[[ Supplied entries open ]]

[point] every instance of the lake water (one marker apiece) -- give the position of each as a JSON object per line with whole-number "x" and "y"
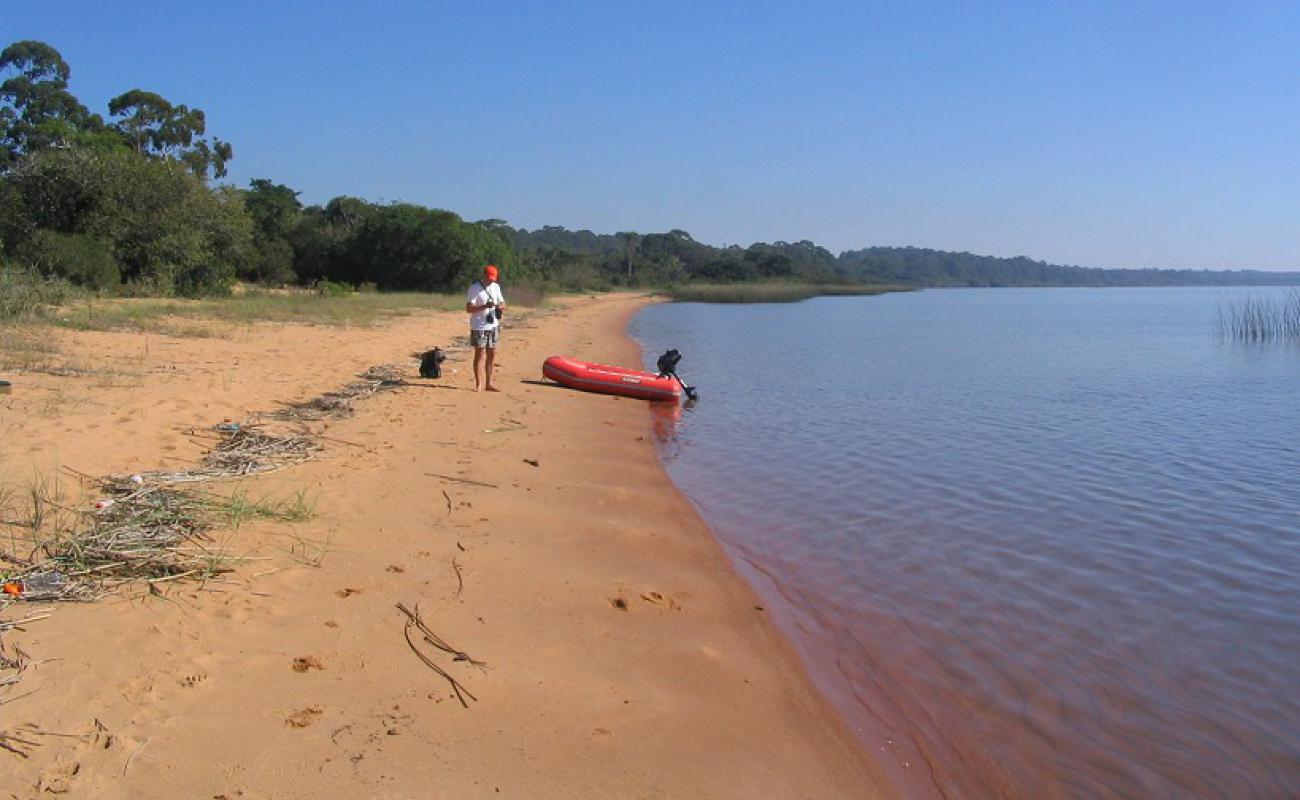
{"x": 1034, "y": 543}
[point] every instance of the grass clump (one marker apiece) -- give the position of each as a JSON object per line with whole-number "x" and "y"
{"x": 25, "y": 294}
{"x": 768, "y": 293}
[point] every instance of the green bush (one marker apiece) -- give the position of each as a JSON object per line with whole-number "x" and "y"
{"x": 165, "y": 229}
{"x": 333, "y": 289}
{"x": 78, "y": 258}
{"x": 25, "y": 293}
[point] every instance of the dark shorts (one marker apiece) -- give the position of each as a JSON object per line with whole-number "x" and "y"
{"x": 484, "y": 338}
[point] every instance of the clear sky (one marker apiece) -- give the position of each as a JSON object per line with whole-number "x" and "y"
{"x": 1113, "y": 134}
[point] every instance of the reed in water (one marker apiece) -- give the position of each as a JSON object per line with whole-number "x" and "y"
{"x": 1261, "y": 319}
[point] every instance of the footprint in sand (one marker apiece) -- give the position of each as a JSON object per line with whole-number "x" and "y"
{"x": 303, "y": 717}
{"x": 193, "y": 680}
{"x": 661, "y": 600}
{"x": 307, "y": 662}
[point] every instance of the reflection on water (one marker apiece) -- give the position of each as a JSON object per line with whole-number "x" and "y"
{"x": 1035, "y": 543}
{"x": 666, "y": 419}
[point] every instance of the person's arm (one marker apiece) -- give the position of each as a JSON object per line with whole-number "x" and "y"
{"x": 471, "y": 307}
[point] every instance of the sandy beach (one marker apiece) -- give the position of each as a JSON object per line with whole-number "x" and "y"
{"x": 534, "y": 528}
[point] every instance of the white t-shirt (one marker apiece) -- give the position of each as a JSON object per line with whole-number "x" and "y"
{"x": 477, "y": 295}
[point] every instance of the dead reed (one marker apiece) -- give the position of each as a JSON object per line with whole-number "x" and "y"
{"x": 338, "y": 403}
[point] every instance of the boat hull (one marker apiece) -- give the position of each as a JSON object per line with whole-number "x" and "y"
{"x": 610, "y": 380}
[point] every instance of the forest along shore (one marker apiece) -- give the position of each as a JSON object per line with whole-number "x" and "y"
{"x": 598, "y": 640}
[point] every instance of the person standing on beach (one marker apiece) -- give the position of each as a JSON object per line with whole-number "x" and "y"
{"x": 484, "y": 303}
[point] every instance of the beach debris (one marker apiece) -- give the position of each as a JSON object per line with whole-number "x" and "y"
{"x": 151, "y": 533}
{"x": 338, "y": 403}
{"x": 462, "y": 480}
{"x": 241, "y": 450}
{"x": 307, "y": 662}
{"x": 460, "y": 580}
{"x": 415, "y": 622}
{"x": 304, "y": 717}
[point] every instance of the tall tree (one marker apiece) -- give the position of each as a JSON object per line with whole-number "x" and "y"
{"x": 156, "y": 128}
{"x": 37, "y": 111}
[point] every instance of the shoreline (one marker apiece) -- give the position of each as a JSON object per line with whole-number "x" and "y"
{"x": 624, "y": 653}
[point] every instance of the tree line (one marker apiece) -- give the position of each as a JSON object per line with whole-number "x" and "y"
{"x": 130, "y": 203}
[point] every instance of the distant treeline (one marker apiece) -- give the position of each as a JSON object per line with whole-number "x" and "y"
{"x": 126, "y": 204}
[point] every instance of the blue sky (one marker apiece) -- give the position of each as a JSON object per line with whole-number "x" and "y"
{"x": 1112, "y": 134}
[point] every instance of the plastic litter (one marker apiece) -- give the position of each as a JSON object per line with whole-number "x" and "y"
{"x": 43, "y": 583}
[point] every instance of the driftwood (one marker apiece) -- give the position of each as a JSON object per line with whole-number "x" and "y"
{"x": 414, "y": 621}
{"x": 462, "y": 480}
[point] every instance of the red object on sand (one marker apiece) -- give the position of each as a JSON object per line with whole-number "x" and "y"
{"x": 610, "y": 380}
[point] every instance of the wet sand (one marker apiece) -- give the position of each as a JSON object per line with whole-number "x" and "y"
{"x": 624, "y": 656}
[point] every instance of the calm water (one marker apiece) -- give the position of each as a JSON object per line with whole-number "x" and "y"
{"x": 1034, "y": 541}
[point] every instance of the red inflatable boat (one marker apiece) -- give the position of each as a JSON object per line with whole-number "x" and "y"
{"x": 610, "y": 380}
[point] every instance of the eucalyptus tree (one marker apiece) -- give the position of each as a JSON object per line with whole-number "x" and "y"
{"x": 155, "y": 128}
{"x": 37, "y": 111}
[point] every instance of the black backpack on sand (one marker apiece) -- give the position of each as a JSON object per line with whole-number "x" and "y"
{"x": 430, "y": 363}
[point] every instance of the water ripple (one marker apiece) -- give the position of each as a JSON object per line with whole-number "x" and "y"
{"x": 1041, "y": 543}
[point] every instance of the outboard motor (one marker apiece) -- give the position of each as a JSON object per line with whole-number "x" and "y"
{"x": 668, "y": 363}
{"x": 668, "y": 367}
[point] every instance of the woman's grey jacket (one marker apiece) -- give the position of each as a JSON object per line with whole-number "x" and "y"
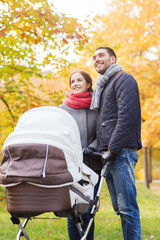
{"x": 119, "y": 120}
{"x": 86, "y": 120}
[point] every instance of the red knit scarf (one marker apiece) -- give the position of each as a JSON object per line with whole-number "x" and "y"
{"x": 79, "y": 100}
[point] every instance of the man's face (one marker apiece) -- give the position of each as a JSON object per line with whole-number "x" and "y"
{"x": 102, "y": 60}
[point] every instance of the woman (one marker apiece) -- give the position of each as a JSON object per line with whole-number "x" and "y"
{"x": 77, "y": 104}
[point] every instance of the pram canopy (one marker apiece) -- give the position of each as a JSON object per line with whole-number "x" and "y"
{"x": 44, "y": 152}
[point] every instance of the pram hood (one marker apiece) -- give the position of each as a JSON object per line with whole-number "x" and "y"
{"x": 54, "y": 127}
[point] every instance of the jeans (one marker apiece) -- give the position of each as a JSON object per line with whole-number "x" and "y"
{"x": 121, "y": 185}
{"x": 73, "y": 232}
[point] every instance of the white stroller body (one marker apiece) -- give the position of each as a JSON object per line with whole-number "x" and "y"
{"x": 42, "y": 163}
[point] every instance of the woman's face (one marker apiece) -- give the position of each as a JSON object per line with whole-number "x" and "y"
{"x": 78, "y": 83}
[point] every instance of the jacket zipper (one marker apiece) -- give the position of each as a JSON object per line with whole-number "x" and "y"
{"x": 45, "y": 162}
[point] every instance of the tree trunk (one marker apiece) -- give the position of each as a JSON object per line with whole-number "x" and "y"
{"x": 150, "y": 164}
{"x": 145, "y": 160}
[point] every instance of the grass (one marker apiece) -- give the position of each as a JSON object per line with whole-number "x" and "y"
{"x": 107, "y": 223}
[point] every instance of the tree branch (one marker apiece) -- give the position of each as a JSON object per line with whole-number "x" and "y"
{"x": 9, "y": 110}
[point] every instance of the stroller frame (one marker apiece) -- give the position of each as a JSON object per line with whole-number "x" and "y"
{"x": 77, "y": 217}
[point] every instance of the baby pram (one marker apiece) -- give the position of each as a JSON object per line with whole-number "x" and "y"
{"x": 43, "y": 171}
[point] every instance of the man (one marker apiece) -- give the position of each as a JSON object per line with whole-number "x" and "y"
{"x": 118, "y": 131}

[[ Supplied entries closed ]]
[[ Supplied entries open ]]

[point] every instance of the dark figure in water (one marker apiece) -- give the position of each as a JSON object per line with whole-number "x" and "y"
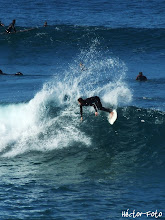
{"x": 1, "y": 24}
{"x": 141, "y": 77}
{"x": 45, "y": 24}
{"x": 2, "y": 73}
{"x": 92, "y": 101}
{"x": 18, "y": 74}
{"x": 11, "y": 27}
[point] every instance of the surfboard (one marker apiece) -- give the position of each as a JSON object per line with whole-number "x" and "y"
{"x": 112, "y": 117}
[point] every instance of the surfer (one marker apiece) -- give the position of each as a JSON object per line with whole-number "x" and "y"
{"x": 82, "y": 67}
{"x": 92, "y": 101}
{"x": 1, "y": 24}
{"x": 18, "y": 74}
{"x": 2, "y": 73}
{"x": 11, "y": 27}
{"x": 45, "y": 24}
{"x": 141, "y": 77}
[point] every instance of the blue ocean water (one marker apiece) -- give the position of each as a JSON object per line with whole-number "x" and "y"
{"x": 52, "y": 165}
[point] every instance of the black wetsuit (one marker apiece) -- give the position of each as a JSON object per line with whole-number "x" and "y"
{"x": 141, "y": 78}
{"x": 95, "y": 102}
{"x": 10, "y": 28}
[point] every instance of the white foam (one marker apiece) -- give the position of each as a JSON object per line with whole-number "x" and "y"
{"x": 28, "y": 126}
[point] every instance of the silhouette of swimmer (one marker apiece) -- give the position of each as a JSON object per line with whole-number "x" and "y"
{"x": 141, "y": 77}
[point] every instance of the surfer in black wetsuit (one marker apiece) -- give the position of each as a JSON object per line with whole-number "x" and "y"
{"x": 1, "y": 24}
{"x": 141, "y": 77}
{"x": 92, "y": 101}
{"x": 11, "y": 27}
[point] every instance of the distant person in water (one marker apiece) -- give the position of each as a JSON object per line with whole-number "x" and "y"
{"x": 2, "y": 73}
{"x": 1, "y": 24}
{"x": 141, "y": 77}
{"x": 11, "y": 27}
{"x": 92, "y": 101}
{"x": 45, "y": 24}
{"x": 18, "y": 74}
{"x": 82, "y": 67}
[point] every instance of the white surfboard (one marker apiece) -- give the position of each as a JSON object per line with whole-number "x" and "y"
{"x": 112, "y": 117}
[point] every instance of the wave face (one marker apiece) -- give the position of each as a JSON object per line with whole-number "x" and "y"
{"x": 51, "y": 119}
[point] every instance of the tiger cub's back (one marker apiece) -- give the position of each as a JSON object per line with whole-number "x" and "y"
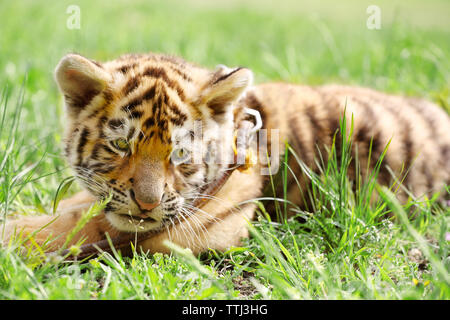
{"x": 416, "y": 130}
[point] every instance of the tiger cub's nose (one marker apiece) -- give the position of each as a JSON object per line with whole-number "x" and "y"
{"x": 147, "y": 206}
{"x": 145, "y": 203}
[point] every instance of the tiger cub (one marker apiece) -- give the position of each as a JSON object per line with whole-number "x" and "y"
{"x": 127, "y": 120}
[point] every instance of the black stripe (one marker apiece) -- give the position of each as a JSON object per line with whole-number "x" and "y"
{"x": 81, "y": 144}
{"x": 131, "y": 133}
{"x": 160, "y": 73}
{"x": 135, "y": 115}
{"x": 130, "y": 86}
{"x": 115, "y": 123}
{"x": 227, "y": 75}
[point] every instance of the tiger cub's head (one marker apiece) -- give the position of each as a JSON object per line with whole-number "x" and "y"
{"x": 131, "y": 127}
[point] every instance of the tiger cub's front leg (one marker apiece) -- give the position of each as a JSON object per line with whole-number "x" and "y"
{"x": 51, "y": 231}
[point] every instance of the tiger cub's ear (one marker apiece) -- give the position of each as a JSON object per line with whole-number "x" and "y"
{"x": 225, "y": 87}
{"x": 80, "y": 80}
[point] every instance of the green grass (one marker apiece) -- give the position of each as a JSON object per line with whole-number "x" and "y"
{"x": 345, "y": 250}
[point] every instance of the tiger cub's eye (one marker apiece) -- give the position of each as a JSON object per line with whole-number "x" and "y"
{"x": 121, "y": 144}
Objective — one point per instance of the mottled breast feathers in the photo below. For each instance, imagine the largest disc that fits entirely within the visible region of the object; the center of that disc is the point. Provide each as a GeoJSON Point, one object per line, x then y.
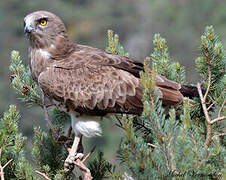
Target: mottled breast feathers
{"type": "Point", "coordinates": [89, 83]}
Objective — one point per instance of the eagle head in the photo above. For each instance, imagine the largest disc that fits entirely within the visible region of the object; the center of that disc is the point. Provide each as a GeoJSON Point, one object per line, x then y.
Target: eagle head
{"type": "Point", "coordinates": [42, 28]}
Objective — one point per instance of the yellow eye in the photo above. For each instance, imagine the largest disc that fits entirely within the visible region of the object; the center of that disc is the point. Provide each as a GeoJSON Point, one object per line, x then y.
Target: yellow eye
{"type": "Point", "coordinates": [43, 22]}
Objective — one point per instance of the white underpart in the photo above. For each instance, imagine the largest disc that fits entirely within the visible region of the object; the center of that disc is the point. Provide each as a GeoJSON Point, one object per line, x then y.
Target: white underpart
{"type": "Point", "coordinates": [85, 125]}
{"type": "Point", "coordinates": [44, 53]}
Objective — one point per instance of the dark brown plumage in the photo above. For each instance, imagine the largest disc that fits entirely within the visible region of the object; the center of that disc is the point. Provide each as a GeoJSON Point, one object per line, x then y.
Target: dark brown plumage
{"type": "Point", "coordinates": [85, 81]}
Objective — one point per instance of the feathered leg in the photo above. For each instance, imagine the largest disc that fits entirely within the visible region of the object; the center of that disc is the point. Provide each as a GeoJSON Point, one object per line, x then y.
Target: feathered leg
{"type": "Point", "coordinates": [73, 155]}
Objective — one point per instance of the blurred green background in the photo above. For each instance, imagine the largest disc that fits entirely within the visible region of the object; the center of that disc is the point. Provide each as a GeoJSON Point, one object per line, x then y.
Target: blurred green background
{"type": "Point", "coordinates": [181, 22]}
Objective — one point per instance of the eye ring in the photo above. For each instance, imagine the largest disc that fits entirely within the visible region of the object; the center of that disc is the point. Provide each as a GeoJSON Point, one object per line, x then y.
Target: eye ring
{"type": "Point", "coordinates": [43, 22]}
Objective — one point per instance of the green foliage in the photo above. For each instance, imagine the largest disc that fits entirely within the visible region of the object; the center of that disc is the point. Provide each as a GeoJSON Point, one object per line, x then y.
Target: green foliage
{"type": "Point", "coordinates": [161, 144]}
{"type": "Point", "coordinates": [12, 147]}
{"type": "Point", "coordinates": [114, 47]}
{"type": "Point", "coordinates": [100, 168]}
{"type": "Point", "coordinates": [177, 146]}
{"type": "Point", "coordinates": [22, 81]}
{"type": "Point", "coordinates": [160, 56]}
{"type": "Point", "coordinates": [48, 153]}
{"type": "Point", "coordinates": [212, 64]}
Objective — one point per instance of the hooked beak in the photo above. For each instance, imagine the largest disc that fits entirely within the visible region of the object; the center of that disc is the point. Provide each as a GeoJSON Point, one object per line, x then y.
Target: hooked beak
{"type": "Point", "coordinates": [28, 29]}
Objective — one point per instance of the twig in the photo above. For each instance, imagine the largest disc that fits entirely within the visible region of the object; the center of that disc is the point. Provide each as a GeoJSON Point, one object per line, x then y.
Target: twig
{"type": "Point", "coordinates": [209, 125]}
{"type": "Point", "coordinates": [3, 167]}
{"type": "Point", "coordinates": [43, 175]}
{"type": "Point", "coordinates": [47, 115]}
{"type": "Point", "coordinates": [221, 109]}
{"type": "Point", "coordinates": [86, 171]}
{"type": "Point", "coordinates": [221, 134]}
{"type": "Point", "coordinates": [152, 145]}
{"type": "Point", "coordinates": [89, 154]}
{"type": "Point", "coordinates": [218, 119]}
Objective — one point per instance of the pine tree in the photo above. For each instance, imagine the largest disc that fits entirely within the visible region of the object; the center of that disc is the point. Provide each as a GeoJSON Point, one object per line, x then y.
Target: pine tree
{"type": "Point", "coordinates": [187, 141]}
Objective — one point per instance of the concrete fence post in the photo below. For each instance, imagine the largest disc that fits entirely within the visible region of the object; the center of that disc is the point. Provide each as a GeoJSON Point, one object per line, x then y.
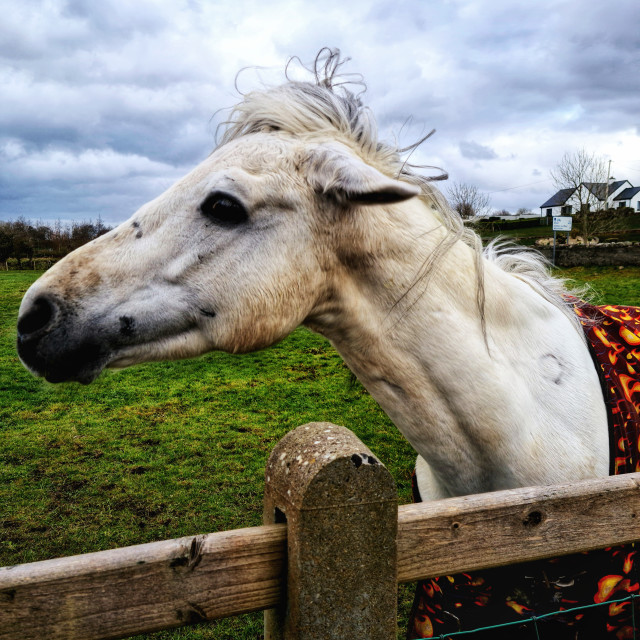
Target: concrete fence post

[[ Supplied entries closed ]]

--- Exercise details ---
Please make an exact copy of the lines above from the line with "Target: feathered leg" through the line with "Objective — one point per instance of the twig", both ends included.

--- Solution to the problem ---
Target: feathered leg
{"type": "Point", "coordinates": [73, 155]}
Objective — one point per instance of the blurred green background in the photo above. For each instance, imagine the largest disc that fits entirely within the visible region of the object; the center of that disc is the point. Provide each as a GeoJSON Point, one object per line, x then y.
Target: blurred green background
{"type": "Point", "coordinates": [181, 22]}
Objective — one point per instance of the eye ring in the photo above. For each instance, imagine the largest disc that fits entirely within the visible region of the object; the center of that disc is the point. Provide each as a GeoJSON Point, one object per line, x then y.
Target: eye ring
{"type": "Point", "coordinates": [43, 22]}
Objective — one point per instance of the green foliage in the photo above. For each instance, imagine the largest disc that fits entirely within the visible region of the object; the center of that disc is the point. Provide each as a GeoJSON Point, one object per line, x then y.
Target: green foliage
{"type": "Point", "coordinates": [161, 144]}
{"type": "Point", "coordinates": [12, 147]}
{"type": "Point", "coordinates": [114, 47]}
{"type": "Point", "coordinates": [100, 168]}
{"type": "Point", "coordinates": [177, 146]}
{"type": "Point", "coordinates": [22, 81]}
{"type": "Point", "coordinates": [160, 56]}
{"type": "Point", "coordinates": [48, 153]}
{"type": "Point", "coordinates": [212, 64]}
Objective — one point per instance of the hooked beak in the photo above. For each instance, imagine the largest disc that fits entirely within the visible region of the object; the center of that disc is the point. Provide each as a GeoJSON Point, one object per line, x then y.
Target: hooked beak
{"type": "Point", "coordinates": [28, 29]}
Objective — one point per instance of the twig in the photo above. For each instance, imagine the largest disc that fits entirely within the visible region of the object; the center of that disc is the point. Provide each as a GeoJSON Point, one object per line, x then y.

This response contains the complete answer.